Annotation records:

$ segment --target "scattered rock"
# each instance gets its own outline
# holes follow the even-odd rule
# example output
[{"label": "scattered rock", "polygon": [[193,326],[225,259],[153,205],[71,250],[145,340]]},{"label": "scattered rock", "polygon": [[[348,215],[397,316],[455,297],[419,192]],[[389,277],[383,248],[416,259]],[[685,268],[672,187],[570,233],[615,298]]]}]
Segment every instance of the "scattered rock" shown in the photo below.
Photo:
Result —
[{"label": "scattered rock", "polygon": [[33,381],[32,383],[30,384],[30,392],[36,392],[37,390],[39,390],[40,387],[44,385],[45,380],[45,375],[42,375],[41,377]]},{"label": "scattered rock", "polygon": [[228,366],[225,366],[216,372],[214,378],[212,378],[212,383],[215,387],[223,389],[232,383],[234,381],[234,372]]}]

EXERCISE DETAILS -> Rewrite every line of the listing above, requests included. Scale each polygon coordinate in the answers by 2.15 and round it to a whole number, with halves rounded up.

ANSWER IN FULL ->
$ segment --target "scattered rock"
# each instance gets its own outline
# holes follow the even-odd rule
# example output
[{"label": "scattered rock", "polygon": [[193,326],[225,259],[153,205],[71,250],[145,340]]},{"label": "scattered rock", "polygon": [[[348,215],[397,316],[455,297],[419,192]],[[389,277],[383,248],[416,259]],[[685,268],[672,187],[570,233],[615,298]]]}]
Segment every instance of the "scattered rock" shown in the photo below.
Photo:
Result —
[{"label": "scattered rock", "polygon": [[71,819],[69,823],[65,826],[65,843],[77,843],[80,839],[84,839],[86,832],[95,828],[97,817],[97,806],[90,806],[88,811]]},{"label": "scattered rock", "polygon": [[490,787],[484,787],[464,800],[460,813],[456,813],[456,823],[462,832],[479,836],[499,823],[503,819],[503,800]]}]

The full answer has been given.